What is needed:
Reproduce the items verbatim, starting at the line that contains "tree trunk, each" and continuing through the last line of the items.

Data:
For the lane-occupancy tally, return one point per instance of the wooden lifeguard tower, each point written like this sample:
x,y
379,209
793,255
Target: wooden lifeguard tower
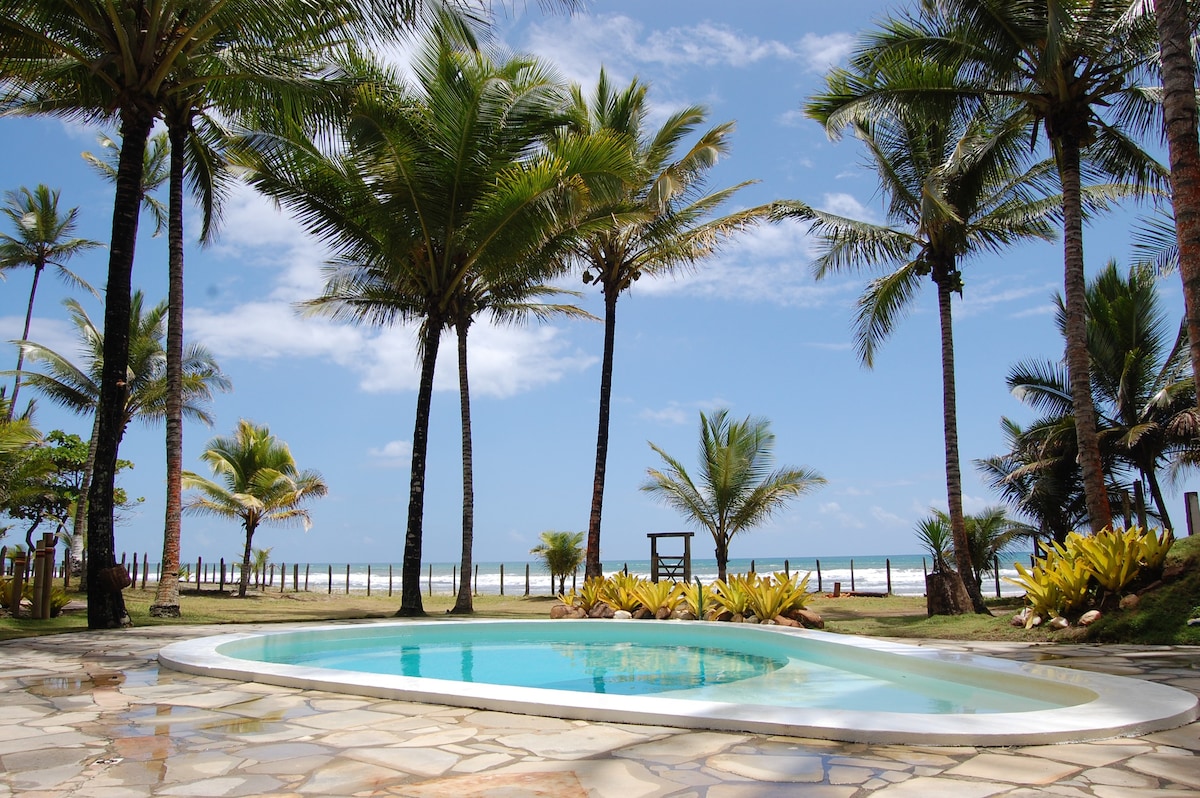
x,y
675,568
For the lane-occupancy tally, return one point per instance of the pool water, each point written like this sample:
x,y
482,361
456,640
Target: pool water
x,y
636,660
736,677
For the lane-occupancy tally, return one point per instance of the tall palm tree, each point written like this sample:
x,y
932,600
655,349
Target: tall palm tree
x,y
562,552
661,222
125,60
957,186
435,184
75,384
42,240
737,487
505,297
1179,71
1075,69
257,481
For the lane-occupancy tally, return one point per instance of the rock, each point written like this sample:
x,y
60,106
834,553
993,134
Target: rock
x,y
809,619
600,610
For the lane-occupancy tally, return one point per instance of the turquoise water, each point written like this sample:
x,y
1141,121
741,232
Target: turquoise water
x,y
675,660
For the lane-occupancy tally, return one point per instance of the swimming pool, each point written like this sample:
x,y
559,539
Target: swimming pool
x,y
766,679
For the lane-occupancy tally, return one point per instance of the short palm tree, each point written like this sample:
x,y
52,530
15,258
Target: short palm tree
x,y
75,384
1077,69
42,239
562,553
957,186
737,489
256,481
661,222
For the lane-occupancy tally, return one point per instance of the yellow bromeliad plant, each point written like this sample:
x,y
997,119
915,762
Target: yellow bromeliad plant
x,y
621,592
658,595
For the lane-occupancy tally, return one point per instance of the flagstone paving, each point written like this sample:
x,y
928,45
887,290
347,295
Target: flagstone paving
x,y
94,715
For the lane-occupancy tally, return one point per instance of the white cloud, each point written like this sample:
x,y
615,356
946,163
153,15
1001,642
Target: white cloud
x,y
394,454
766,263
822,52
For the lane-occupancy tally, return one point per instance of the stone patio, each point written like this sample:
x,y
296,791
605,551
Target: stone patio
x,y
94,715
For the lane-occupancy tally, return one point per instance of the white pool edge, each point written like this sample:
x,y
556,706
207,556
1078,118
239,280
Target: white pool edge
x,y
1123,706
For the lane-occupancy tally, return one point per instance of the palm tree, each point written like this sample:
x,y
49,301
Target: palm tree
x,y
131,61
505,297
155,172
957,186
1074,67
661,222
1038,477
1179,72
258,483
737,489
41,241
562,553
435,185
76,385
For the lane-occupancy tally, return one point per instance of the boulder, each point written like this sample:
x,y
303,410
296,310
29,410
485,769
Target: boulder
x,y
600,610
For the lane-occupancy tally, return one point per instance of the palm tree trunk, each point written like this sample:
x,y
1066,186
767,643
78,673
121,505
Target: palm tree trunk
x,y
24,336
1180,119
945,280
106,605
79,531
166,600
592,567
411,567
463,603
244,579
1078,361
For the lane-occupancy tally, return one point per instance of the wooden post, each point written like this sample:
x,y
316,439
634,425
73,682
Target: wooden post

Task output:
For the lane-occupancy tally, return one point per instance of the palm tree trunk, each point written like this sample:
x,y
1066,186
767,643
78,673
121,505
Target: palm tree trunk
x,y
24,336
1180,119
945,280
106,605
79,531
166,600
592,567
411,567
463,603
244,579
1078,361
For the lane-occupancy tally, return one point per instance of the wooden post, each point written like this sample:
x,y
316,439
634,425
73,682
Target: wooden post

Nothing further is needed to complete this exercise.